_Stated goal_
Count the lines of the data below that contain the word "fowl", and give only that number.
### Input data
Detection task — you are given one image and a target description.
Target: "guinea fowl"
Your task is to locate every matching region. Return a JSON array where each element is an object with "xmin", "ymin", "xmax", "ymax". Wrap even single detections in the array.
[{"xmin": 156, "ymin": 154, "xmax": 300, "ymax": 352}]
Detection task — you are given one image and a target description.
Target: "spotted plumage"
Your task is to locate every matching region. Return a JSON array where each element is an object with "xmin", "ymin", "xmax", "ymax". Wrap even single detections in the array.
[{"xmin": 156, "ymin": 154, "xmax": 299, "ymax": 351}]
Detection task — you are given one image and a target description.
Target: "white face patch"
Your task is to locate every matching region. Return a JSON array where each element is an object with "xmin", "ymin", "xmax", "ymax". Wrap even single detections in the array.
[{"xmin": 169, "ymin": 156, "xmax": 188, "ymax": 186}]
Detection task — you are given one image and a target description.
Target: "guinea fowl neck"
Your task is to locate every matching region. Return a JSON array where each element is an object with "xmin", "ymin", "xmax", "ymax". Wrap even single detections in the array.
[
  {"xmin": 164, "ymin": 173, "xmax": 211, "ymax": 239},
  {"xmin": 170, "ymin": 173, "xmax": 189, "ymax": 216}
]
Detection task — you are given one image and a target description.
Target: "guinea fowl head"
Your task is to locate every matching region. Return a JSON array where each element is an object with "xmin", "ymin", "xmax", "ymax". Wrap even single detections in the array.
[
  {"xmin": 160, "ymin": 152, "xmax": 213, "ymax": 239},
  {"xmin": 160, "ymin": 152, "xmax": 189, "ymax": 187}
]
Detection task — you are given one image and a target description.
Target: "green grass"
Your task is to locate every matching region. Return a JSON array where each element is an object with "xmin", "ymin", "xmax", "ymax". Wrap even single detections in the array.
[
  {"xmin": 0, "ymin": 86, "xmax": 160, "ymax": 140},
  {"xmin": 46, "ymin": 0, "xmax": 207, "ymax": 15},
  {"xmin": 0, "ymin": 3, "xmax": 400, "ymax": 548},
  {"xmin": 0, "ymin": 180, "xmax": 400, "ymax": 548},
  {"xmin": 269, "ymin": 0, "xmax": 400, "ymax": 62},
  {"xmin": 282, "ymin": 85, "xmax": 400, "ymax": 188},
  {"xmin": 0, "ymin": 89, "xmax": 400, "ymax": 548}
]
######
_Output below_
3